A verdade para todos

A verdade chocante sobre o encobrimento de uma série de abusos sexuais a menores por parte de padres de Boston é a matéria de O Caso Spotlight. A Notícias Magazine falou com o realizador, Tom McCarthy.

Vivemos a euforia do cinema americano com as suas histórias reais, quase todas apenas «inspiradas em factos verdadeiros». Neste ano, nos Óscares, a tendência continua com filmes como A Rapariga Dinamarquesa, de Tom Hooper, A Ponte dos Espiões, de Steven Spielberg, The Revenant – O Renascido, de Alejandro G. Iñarritu, A Queda de Wall Street, de Adam McKay, e O Caso Spotlight, de Tom McCarthy. Este último não inspirado, mas sim totalmente baseado num acontecimento: o maior escândalo sexual da Igreja Católica na América e a sua descoberta pela equipa de jornalistas do The Boston Globe, intitulada Spotlight, que investigou e descobriu provas que acusaram padres da região em centenas de abusos sexuais de menores com conhecimento e conivência das hierarquias superiores. Foi a maior descoberta relacionada com pedofilia envolvendo a Igreja Católica e obrigou a um ato de contrição de toda a sua estrutura no mundo inteiro. O filme de McCarthy não tenta demonizar o clero, mas relatar a força e o poder do mais nobre jornalismo de investigação.

O Caso Spotlight foi feito com total colaboração dos jornalistas do The Boston Globe e revela a forma ardilosa como a arquidiocese de Boston conseguiu, durante décadas, abafar sucessivas queixas de menores e pais e encobrir um crime continuado que manchou a reputação de uma das mais católicas cidades americanas. Josh Singer e Tom McCarthy escreveram um argumento que não omite nomes, situações e factos. De alguma forma, estamos no terreno da tradição mais pura do cinema de investigação dos anos 1970, em que obras como Network – Escândalo na TV, de Sidney Lumet, Os Homens do Presidente, de Alan J. Pakula, ou O Síndroma da China, de James Bridges, faziam furor e enalteciam os valores da mais nobre arte do jornalismo: a procura intransigente pela verdade. O sucesso de O Caso Spotlight, numa altura em que a imprensa atravessa o seu maior desafio, é um sinal de que as grandes causas jornalísticas ainda apaixonam os espetadores contemporâneos. A sua caminhada com alguns triunfos na temporada dos prémios é sinal de que o cinema e o jornalismo mantêm um papel relevante na sociedade e na formação da consciência cívica.

O Caso Spotlight não foi feito para mudar o mundo mas para ajudar a não esquecer. «Este filme é um grito de alerta para todos os cidadãos quanto à importância do grande jornalismo! Um tributo aos grandes repórteres de investigação», começa por dizer Tom McCarthy num encontro para a imprensa internacional no Festival de Toronto. E continua: «O grande receio de um jornalista é perder uma história e ficar com remorsos por não ter explorado mais aquela pista! O que o Marty [Baron, diretor do Boston Globe] diz ao cardeal é muito importante: “precisamos de estar isolados”. E diz mais: que é imperioso que a imprensa seja o cão de guarda da sociedade. É verdade e é tão complicado ao mesmo tempo. Por alguma razão, as instalações do Boston Globe são nos subúrbios da cidade.»

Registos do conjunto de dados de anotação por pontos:
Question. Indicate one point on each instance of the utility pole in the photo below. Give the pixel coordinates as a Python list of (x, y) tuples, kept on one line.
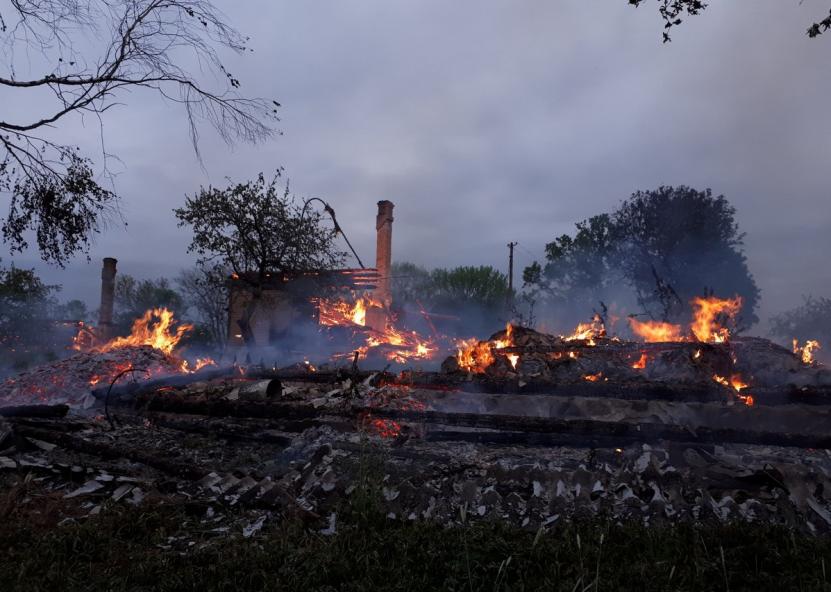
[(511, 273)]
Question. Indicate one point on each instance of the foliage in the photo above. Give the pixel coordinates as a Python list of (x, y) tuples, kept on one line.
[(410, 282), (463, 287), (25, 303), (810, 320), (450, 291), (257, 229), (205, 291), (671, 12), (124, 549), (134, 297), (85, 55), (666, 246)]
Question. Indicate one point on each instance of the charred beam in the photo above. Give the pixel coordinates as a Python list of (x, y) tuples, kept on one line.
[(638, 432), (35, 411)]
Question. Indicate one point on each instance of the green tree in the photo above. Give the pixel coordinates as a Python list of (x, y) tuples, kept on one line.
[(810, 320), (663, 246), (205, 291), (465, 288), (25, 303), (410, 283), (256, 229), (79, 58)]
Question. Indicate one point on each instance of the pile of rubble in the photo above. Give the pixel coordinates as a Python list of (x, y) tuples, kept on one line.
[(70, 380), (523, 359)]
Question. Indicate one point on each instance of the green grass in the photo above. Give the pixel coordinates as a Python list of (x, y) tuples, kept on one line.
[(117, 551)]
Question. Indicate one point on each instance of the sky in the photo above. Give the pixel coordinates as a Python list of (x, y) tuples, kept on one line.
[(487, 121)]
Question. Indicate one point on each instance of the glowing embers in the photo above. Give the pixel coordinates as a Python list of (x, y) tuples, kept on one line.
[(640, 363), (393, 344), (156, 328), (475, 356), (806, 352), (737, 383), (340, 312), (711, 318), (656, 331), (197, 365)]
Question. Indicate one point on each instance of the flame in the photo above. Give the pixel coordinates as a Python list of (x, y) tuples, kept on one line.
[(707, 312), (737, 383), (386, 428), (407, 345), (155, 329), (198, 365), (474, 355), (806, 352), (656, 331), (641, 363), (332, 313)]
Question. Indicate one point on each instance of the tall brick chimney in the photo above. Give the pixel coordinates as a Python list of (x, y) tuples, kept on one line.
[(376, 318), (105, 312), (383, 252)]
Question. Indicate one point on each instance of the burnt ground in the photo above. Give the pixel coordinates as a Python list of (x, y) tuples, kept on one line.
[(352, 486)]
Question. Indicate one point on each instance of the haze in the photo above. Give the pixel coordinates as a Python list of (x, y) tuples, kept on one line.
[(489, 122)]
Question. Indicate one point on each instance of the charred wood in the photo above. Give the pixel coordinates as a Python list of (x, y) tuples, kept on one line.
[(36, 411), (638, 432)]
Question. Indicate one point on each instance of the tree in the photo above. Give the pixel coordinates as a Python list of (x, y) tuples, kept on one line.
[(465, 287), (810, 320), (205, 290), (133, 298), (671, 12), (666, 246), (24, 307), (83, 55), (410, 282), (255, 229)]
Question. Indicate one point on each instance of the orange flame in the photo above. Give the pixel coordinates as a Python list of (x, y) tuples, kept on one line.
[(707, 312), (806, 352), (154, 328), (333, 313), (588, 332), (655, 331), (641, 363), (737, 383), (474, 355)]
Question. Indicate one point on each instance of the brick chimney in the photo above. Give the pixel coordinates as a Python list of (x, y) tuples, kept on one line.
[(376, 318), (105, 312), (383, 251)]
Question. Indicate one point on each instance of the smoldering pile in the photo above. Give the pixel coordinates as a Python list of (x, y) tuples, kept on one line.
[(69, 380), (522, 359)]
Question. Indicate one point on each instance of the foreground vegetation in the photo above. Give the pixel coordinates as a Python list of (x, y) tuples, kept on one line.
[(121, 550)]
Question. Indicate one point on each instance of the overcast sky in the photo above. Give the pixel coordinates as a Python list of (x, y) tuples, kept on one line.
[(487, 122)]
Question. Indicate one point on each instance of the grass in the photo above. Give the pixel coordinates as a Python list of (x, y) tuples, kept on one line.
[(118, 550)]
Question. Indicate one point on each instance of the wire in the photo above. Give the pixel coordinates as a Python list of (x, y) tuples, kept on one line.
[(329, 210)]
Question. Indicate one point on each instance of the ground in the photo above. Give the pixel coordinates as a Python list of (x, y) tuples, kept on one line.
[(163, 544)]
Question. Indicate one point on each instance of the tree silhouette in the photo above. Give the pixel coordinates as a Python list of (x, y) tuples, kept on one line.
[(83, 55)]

■ Enunciado A
Reproduza, do excerto sobre O Caso Spotlight, a passagem que começa nas palavras "A verdade chocante" e termina em "realizador, Tom McCarthy.".
■ Enunciado B
Transcreva, dos registos, a parte que abre com a linha que contém "Question. Indicate one point on each instance of the brick" e fecha com a linha que contém "[(121, 550)]", incluindo ambas.

■ Resposta correta A
A verdade chocante sobre o encobrimento de uma série de abusos sexuais a menores por parte de padres de Boston é a matéria de O Caso Spotlight. A Notícias Magazine falou com o realizador, Tom McCarthy.

■ Resposta correta B
Question. Indicate one point on each instance of the brick chimney in the photo above. Give the pixel coordinates as a Python list of (x, y) tuples, kept on one line.
[(376, 318), (105, 312), (383, 251)]
Question. Indicate one point on each instance of the smoldering pile in the photo above. Give the pixel coordinates as a Python list of (x, y) tuples, kept on one line.
[(69, 380), (522, 359)]
Question. Indicate one point on each instance of the foreground vegetation in the photo above. Give the pixel coordinates as a Python list of (x, y) tuples, kept on one line.
[(121, 550)]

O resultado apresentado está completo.